- **PROBLEM DESCRIPTION**: This exercise asks for an exact transcription of every entry.

(Point-per-instance localization data)
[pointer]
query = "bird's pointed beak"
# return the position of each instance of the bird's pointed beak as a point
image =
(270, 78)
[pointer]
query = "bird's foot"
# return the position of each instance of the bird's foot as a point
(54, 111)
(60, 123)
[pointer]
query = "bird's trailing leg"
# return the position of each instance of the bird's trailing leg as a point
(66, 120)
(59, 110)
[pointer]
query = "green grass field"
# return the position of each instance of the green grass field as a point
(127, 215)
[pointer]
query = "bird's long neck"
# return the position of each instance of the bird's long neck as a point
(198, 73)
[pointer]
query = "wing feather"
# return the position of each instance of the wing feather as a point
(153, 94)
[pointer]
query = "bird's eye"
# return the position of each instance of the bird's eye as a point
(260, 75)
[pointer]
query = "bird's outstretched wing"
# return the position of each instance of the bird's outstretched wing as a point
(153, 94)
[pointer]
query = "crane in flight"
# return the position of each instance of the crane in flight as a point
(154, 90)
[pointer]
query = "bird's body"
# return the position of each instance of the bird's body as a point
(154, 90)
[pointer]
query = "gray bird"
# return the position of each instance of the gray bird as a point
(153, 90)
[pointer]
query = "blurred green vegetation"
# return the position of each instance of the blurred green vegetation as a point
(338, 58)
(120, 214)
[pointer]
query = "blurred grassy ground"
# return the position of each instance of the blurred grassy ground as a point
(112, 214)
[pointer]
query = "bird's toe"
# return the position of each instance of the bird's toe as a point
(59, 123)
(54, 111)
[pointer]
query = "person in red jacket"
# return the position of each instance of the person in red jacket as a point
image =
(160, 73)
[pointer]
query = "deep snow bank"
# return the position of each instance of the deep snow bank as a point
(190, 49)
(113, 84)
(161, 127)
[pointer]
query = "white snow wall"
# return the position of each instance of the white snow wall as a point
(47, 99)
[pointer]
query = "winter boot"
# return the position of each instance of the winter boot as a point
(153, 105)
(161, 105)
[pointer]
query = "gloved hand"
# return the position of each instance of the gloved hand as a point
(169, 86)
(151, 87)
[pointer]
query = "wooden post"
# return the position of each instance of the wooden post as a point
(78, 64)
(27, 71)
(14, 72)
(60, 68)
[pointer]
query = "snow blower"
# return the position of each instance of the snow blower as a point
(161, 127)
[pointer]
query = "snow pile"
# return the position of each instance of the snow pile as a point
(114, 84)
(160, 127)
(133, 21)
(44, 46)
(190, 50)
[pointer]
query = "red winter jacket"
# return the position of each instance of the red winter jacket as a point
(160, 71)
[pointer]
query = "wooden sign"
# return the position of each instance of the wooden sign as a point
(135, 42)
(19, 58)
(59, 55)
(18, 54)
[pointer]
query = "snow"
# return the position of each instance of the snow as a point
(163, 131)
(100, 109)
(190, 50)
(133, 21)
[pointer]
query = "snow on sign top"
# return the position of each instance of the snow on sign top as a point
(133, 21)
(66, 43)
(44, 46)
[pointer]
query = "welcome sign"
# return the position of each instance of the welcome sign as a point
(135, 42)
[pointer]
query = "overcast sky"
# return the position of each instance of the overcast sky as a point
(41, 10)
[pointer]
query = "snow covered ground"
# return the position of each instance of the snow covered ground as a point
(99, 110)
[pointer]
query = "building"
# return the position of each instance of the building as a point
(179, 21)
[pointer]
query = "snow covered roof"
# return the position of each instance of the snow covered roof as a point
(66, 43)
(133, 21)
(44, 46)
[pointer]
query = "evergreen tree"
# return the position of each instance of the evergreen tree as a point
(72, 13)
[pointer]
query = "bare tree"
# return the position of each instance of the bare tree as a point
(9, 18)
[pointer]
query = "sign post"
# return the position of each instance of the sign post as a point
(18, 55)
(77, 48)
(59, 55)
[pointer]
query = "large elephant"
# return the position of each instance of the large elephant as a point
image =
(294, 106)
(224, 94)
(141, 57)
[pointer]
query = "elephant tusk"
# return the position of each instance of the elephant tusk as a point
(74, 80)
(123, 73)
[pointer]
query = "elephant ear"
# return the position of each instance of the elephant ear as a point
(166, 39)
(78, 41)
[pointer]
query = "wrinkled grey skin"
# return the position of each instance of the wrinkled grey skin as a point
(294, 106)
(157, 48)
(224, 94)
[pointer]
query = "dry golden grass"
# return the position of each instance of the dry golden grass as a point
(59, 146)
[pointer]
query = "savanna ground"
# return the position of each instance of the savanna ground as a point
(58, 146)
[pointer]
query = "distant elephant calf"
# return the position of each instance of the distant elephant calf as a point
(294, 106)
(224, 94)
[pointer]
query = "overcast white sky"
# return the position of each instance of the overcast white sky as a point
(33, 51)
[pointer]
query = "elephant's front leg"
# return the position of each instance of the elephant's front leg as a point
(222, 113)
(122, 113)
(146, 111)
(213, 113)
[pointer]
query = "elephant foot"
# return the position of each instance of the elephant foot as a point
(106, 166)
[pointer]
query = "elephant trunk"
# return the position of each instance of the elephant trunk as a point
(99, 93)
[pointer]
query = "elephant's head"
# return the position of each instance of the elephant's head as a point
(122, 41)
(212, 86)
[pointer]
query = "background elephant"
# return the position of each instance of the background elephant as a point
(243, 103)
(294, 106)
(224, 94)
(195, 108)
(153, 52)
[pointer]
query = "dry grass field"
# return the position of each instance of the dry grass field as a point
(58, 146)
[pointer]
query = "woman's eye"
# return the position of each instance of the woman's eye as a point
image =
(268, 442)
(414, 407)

- **ANSWER AREA**:
[pointer]
query = "bird's pointed beak"
# return the position of each instance of the bird's pointed beak as a point
image =
(270, 78)
[pointer]
query = "bird's foot"
# return the position of each instance of the bird's foot as a point
(54, 111)
(60, 123)
[pointer]
query = "bird's trailing leg"
# return the position of each instance of the bird's trailing leg as a point
(66, 120)
(59, 110)
[pointer]
query = "green grass field"
# return the position of each instance of the green grass field as a point
(127, 215)
[pointer]
query = "bird's long neck"
# return the position of each instance of the bird's long neck as a point
(198, 73)
[pointer]
query = "wing feather"
# return the position of each instance of the wing feather as a point
(153, 94)
[pointer]
query = "bird's eye"
# return the position of each instance of the bird's eye as a point
(260, 75)
[pointer]
query = "bird's outstretched wing"
# return the position of each instance of the bird's outstretched wing as a point
(153, 94)
[pointer]
query = "crane in flight"
# return the position of each instance of the crane in flight as a point
(154, 90)
[pointer]
query = "bird's body"
# return the position of each instance of the bird's body as a point
(154, 90)
[pointer]
query = "gray bird"
# return the position of each instance of the gray bird as a point
(153, 90)
[pointer]
query = "blurred green vegetation"
# return the position of each instance of the blurred green vegetation as a point
(338, 58)
(120, 214)
[pointer]
query = "blurred grassy ground"
# return the position of each instance of the blurred grassy ground as a point
(112, 214)
[pointer]
query = "bird's toe"
# return the position of each instance of the bird's toe as a point
(59, 123)
(54, 111)
[pointer]
query = "person in red jacket"
# return the position of each instance of the person in red jacket as a point
image =
(160, 73)
[pointer]
query = "deep snow bank"
# return the position of each instance of the deep snow bank as a point
(190, 49)
(113, 84)
(161, 127)
[pointer]
query = "white snow wall"
# return the position of each instance of the white snow wall as a point
(47, 99)
[pointer]
query = "winter boot"
# return the position of each instance of the winter boot as a point
(153, 105)
(161, 105)
[pointer]
query = "gloved hand"
# return the position of each instance of the gloved hand as a point
(169, 86)
(151, 87)
[pointer]
query = "wooden post"
# return the position of each instance of the wooden post as a point
(78, 64)
(27, 71)
(14, 72)
(60, 68)
[pointer]
query = "snow blower"
# return the position of each instance of the snow blower as a point
(161, 127)
[pointer]
query = "snow pile"
# return the position of each instance of the snow pile as a point
(114, 84)
(160, 127)
(133, 21)
(44, 46)
(190, 50)
[pointer]
query = "red winter jacket"
# return the position of each instance of the red winter jacket as a point
(160, 71)
[pointer]
query = "wooden sign"
# return the position of each instance of the wooden sign as a point
(135, 42)
(19, 58)
(59, 55)
(18, 54)
[pointer]
query = "snow"
# return the position of each instance of the snow as a point
(163, 131)
(100, 109)
(190, 50)
(133, 21)
[pointer]
query = "snow on sign top"
# return the position of each instance of the snow on sign top as a point
(133, 21)
(66, 43)
(44, 46)
[pointer]
query = "welcome sign"
# return the position of each instance of the welcome sign as a point
(135, 42)
[pointer]
query = "overcast sky"
# return the position of each instance of the overcast sky as a point
(41, 10)
[pointer]
query = "snow covered ground"
# return the position of each instance of the snow covered ground as a point
(99, 110)
[pointer]
query = "building"
# return the position of each instance of the building as a point
(179, 21)
[pointer]
query = "snow covered roof"
# return the position of each instance of the snow covered roof as a point
(66, 43)
(133, 21)
(44, 46)
[pointer]
query = "evergreen tree"
# return the position of each instance of the evergreen tree as a point
(72, 13)
[pointer]
query = "bare tree"
# return the position of each instance of the bare tree as a point
(9, 18)
[pointer]
query = "sign post"
# return the position of each instance of the sign post as a point
(18, 55)
(77, 48)
(59, 55)
[pointer]
query = "large elephant"
# return the position of each instance of the large elephant as a point
image =
(294, 106)
(224, 94)
(141, 57)
[pointer]
query = "elephant tusk"
# return the position of each instance of the elephant tusk as a point
(74, 80)
(123, 73)
[pointer]
query = "elephant ear"
# return the position of each instance of the elephant ear as a point
(166, 39)
(78, 41)
[pointer]
query = "wrinkled grey skin"
# return the position of each instance of the wrinkled grey skin as a point
(294, 106)
(157, 48)
(224, 94)
[pointer]
query = "dry golden grass"
# return the position of each instance of the dry golden grass as a point
(59, 146)
[pointer]
query = "savanna ground"
# return the position of each instance of the savanna ground as a point
(58, 146)
[pointer]
query = "distant elephant calf"
# return the position of each instance of the distant elephant calf as a point
(294, 106)
(224, 94)
[pointer]
query = "overcast white sky"
# return the position of each instance of the overcast white sky as a point
(33, 51)
[pointer]
query = "elephant's front leg"
# return the position of each instance of the elephant's front leg as a point
(222, 113)
(122, 113)
(146, 111)
(213, 113)
[pointer]
query = "elephant foot"
# return the position of each instance of the elephant foot as a point
(106, 166)
[pointer]
query = "elephant trunk"
# return the position of each instance of the elephant trunk as a point
(99, 93)
[pointer]
query = "elephant's head"
# return the position of each instance of the elephant's head as a point
(122, 41)
(212, 86)
[pointer]
query = "background elephant"
# return the position of each instance of the background elephant as a point
(243, 103)
(294, 106)
(224, 94)
(195, 108)
(153, 52)
[pointer]
query = "dry grass field"
# return the position of each instance of the dry grass field as a point
(58, 146)
[pointer]
query = "woman's eye"
# return the position of each instance of the woman's eye as a point
image =
(268, 442)
(414, 407)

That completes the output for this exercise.